Start of RECORD SET

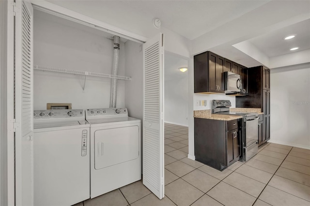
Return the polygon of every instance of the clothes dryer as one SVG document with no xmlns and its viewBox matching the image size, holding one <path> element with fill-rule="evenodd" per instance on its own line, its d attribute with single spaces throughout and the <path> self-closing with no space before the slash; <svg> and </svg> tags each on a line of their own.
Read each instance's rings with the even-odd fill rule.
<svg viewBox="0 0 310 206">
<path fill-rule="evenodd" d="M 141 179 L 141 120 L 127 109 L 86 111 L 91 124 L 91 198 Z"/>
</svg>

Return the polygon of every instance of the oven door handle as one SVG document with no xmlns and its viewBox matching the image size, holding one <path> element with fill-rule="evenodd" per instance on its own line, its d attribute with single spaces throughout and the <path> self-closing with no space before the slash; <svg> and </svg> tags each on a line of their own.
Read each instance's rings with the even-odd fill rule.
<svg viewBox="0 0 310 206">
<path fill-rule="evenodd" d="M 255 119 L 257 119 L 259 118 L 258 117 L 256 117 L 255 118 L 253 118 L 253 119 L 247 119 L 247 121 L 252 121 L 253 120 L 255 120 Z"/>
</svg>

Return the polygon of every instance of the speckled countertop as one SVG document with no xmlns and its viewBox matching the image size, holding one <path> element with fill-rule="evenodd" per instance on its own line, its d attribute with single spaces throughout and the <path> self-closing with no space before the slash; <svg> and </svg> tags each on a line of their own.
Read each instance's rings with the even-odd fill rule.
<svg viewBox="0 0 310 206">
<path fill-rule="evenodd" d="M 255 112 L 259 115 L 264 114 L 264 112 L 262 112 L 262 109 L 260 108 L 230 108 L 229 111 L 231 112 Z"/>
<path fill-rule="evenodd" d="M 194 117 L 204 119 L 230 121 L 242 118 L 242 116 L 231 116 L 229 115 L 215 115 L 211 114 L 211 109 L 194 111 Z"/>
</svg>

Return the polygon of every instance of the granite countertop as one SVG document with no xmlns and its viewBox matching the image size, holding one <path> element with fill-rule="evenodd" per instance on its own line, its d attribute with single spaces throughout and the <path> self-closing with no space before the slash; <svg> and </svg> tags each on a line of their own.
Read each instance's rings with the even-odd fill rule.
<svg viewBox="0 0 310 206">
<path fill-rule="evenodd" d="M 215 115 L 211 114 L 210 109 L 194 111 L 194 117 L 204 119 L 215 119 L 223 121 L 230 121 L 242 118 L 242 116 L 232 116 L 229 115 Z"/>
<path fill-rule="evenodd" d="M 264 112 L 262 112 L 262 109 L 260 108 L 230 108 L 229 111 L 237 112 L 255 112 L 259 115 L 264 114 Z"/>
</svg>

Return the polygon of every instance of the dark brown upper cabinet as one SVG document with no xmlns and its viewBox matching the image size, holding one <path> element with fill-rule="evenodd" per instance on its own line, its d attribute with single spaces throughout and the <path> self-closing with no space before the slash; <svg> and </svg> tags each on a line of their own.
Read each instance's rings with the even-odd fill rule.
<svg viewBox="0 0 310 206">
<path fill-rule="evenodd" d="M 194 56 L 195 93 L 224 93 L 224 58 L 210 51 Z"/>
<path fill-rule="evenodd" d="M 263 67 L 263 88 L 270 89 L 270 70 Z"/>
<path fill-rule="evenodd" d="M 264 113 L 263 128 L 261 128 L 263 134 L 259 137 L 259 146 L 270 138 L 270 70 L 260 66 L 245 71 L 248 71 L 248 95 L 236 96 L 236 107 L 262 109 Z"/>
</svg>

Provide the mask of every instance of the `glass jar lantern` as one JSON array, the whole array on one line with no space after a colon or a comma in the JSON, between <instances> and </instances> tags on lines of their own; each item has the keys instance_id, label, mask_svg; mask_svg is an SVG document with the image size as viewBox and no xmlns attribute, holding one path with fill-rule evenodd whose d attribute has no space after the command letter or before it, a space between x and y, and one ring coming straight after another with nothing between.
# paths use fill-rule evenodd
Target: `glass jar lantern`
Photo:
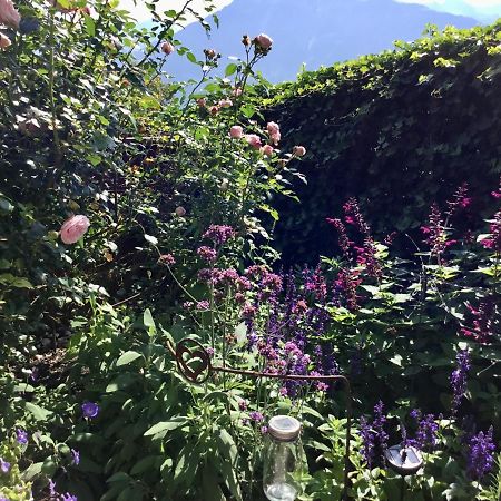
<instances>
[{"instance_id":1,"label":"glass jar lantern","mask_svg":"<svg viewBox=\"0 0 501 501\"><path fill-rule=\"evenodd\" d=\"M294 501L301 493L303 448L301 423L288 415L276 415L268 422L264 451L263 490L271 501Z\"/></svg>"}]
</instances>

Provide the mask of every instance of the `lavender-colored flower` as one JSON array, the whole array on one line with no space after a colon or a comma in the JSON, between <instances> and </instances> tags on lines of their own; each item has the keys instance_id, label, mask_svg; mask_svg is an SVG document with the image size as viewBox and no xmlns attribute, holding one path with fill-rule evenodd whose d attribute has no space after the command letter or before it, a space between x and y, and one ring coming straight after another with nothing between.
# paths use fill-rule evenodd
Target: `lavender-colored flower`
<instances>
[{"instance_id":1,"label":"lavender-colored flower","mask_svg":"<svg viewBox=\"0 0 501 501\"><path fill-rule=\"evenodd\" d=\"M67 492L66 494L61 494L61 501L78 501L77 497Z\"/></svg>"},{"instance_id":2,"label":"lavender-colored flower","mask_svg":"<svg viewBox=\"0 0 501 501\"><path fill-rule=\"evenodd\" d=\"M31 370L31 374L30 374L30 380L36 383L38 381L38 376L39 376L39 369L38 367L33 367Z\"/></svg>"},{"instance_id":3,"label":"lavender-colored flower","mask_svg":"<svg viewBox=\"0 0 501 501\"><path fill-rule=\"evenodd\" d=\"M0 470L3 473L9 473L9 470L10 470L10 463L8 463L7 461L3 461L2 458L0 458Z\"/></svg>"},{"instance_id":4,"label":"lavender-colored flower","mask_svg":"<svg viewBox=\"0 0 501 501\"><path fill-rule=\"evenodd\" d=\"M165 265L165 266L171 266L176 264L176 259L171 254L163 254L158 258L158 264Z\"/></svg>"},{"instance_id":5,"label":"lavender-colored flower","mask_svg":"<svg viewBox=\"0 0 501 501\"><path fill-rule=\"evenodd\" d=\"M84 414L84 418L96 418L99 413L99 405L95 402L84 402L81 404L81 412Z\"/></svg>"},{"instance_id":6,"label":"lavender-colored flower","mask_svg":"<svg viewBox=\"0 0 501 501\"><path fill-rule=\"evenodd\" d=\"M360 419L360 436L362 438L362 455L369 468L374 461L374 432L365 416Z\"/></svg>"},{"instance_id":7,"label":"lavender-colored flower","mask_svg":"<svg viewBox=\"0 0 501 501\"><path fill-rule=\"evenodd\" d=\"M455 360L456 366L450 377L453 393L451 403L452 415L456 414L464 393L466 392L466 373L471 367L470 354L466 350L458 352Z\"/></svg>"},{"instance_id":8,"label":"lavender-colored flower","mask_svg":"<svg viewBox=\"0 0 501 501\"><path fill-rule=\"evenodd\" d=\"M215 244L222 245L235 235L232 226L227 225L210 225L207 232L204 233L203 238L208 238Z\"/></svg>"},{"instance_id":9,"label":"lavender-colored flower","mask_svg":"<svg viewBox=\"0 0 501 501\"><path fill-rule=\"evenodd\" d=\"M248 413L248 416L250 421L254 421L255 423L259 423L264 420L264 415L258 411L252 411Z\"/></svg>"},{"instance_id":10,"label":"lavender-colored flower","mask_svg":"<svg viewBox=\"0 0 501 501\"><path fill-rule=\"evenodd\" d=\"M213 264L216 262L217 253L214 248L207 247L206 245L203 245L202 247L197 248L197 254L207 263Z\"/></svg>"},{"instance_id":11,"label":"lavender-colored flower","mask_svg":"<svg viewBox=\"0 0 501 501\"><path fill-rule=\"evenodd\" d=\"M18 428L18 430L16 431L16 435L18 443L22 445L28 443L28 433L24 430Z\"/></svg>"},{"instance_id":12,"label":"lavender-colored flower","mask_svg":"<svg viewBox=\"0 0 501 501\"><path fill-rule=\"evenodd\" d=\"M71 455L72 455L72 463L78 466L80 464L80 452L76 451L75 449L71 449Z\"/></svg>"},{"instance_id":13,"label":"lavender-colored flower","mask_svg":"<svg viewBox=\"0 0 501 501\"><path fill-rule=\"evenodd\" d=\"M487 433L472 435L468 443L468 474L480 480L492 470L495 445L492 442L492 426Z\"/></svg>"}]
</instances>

End of RECORD SET

__WHAT THE EXERCISE ASKS__:
Please show every line above that contains the word "keys", copying each one in full.

__ANSWER TO THE TASK__:
Provide the mask of every instance of the `glass jar lantern` as one JSON array, the whole array on one line with no space after a colon or a comma in the JSON, between <instances> and </instances> tags on lines of their own; each item has the keys instance_id, label, mask_svg; mask_svg is an SVG document with the image size as viewBox and no xmlns attribute, holding one path with fill-rule evenodd whose d attribute has no space after the command letter or before it, a space between x and y, and one ring coming straight after another with nothing between.
Provide the mask of every instance of the `lavender-colored flower` as one JSON array, the whole array on one line with no space after a colon or a comma in the JSON, between <instances> and </instances> tags on lines of their own; each item has the keys instance_id, label, mask_svg; mask_svg is an SVG document with the image size as viewBox and no xmlns attribute, holding one path with fill-rule evenodd whose d attribute has no space after the command letter or before it, a space between x and y, and one ring coming straight after another with nothing between.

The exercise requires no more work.